==== Text provided

How to reduce transportation emissions in Canada by 50%: use wood pellets
September 1, 2020
By Jamie Stephen & Gord Murray
A strategy that values Canada’s forest and fossil fuel resources
Canadian climate policy has generally ignored the use of forest biomass for heat and co-generated electricity. There appears to be a general consensus amongst policymakers that the primary climate change mitigation role for bioenergy should be conversion of biomass to liquid fuels for applications that are hard to electrify: aviation, long-distance trucking, and marine transportation. This view is misguided for three reasons:
1) Despite decades of effort and billions of dollars of investment, wood-to-liquid transportation fuel technology, whether using thermochemical (gasification, pyrolysis, hydrothermal liquefaction) or biochemical (hydrolysis and fermentation) routes has not yet been commercialized. Even if technologies can be commercialized in the next five to 10 years, it will take decades for large-scale roll-out to achieve the greenhouse gas (GHG) reductions desired.

========

* Actions to take
(1) Which applications does the article on wood pellets and transportation emissions say policymakers consider hard to electrify?
(2) Pick up the article on wood pellets and transportation emissions after its last sentence and keep writing it.
The items play no part in what is asked about this text.

==== Raw data

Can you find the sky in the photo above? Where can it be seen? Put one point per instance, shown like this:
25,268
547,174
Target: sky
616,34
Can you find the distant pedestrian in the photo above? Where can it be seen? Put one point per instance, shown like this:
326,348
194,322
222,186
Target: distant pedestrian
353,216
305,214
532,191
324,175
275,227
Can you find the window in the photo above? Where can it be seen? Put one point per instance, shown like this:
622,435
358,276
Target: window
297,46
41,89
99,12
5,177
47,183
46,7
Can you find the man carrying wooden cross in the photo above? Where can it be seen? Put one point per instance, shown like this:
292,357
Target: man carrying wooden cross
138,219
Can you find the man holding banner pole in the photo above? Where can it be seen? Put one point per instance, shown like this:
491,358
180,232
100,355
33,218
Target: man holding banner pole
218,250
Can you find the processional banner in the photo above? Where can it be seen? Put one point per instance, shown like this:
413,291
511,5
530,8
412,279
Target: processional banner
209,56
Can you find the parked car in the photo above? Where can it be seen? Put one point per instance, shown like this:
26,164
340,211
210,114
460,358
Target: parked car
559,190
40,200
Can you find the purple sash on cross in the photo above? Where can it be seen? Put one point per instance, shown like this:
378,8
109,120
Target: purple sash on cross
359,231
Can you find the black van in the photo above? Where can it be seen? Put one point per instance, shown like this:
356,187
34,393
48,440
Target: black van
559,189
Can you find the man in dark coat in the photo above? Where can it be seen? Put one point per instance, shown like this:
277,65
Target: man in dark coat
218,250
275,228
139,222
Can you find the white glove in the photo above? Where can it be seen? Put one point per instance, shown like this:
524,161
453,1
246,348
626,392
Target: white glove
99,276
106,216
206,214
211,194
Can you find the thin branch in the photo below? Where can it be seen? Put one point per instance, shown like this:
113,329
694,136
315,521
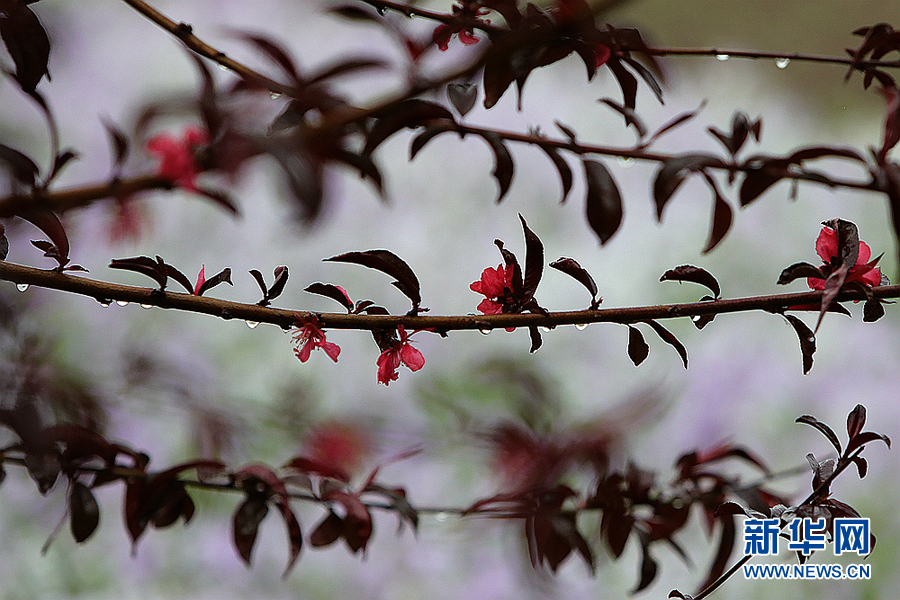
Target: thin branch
284,318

========

* Answers to the exercise
(1) Aviation, long-distance trucking, and marine transportation.

(2)
2) Capital cost projections for wood-to-liquid fuel technologies, even for large-scale commercial plants, are very high from a GHG reduction perspective relative to alternatives. With the volatility of transportation fuel market pricing, the capital recovery requirements for wood-to-fuels plants make investment unattractive.
3) Most importantly, production of liquid fuels from wood is inefficient. For most technologies, the efficiency of conversion is just 28-36 per cent. In comparison, using wood for heat or combined heat and power in modern equipment has an efficiency three times higher, at 85-90 per cent. This higher efficiency directly translates into less fossil fuel consumption and more GHG reductions, even if the fossil fuel being replaced (e.g., natural gas) has a lower carbon intensity than transportation fuels.
Even with these drawbacks, most developed countries are restricted to liquid fuel conversion technologies if they want to address aviation, trucking, and marine emissions using forest biomass. Canada is not. Our country is uniquely positioned to decarbonize transportation using commercial bioenergy technologies in the short-term – but not in the way that we have pursued to date. How then?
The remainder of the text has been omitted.